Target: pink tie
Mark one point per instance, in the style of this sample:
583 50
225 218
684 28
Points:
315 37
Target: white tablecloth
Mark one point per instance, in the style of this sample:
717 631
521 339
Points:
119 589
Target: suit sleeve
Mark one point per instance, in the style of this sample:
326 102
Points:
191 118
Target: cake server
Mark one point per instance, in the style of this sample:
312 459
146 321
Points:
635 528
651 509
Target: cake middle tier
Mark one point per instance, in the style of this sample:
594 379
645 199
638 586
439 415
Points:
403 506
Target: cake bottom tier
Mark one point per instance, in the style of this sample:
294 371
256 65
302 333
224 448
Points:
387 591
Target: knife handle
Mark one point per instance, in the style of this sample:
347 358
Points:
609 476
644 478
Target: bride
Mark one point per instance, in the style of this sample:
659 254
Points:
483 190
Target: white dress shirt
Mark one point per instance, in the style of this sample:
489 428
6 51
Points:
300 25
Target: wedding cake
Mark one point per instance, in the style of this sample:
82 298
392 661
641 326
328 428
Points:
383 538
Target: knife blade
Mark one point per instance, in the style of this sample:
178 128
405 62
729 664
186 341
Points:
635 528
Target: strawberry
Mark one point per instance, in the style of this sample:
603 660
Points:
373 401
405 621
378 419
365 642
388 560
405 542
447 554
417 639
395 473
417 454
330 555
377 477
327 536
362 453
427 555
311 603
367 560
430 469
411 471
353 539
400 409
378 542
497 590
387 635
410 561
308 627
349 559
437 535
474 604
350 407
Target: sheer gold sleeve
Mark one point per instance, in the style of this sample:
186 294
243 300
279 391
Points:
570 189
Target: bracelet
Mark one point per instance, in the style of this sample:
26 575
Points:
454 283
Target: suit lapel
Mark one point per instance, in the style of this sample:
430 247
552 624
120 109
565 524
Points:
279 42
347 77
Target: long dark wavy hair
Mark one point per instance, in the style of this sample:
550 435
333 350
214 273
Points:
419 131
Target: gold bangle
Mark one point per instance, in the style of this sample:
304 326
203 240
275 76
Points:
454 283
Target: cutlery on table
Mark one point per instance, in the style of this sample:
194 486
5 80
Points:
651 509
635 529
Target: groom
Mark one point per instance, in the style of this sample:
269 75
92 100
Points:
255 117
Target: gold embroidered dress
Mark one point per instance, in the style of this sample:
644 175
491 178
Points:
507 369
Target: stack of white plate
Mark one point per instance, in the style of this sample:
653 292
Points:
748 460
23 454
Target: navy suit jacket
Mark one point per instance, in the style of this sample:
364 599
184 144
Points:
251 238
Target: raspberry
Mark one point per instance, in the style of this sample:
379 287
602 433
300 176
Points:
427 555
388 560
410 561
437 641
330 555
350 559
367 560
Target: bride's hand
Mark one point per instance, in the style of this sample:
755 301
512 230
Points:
^^^^^^^^
What you need to do:
Type out the whole listing above again, exactly as it stands.

Solution:
Target: pink tie
Mark one point per instance, in the style of this sample:
583 50
225 218
684 28
Points:
315 37
Target: white tablecloth
Mark one point per instance, in the style of this sample:
717 631
521 339
Points:
119 589
Target: suit sleeve
Mark one point per instance, in the style of this sample:
326 102
Points:
191 118
Target: cake server
Mark one point per instance, in the style of this sample:
312 459
146 321
Points:
635 528
651 509
Target: cake middle tier
Mark one point per instance, in the style of this sample:
594 379
645 199
638 586
439 415
Points:
403 506
Target: cake bottom tier
Mark one point per instance, in the style of this sample:
294 371
256 65
302 333
224 448
Points:
387 591
Target: knife handle
Mark one point per instance, in the style of this sample:
347 358
Points:
609 476
644 478
Target: bride
Mark one point per instance, in the style of this sample:
659 254
Points:
483 190
Target: white dress shirt
Mark one point per instance, in the style of this sample:
489 428
6 51
Points:
300 25
Target: wedding cake
Mark one point per instance, in the style of this sample:
82 298
392 661
641 326
328 428
Points:
383 538
Target: knife blade
Mark one point per instance, in the style of this sample:
178 128
405 62
729 664
186 341
Points:
635 528
Target: strawberry
Mark one point per instance, in the style of this sample:
603 660
Points:
373 401
405 621
378 419
365 642
388 560
405 542
447 554
417 639
395 473
417 454
330 555
377 477
327 536
362 453
427 555
311 603
367 560
430 469
411 471
353 539
400 409
378 542
497 590
387 635
410 561
308 627
349 559
437 535
474 604
350 407
Target: sheer gold sleeve
Mark one point per instance, in the style of this sample:
186 294
243 300
279 391
Points:
570 189
Target: bracelet
Mark one point per instance, in the style of this sample:
26 575
Points:
454 283
Target: suit lapel
Mark one point per instance, in the style of this sample:
430 247
552 624
120 109
565 524
Points:
279 42
347 77
Target: long dark wavy hair
Mark one point per instance, in the style of this sample:
550 435
333 350
214 273
Points:
419 131
Target: gold bangle
Mark one point per instance, in the style of this sample:
304 326
203 240
275 76
Points:
454 283
Target: cutlery on table
Mark one point per instance, in the style of this sample:
194 486
5 80
Points:
651 509
635 529
Target: groom
Mark one point per instance, in the style of this sample:
269 75
92 100
Points:
255 117
Target: gold embroidered dress
Mark one point per instance, in the style of this sample:
644 175
491 178
Points:
507 369
Target: stack of white plate
Mark one point per instance, in the style of this sample:
653 292
Points:
748 460
23 454
Target: navy suit jacket
Mark one point per instance, in the style of this sample:
364 599
184 144
Points:
251 238
Target: raspberry
Mark one point per instance, in the style of this sample:
379 287
602 433
300 176
Points:
427 555
388 560
410 561
437 641
330 555
350 559
367 560
Target: bride's hand
Mark one point per instance, in the style of this sample:
755 301
512 230
Points:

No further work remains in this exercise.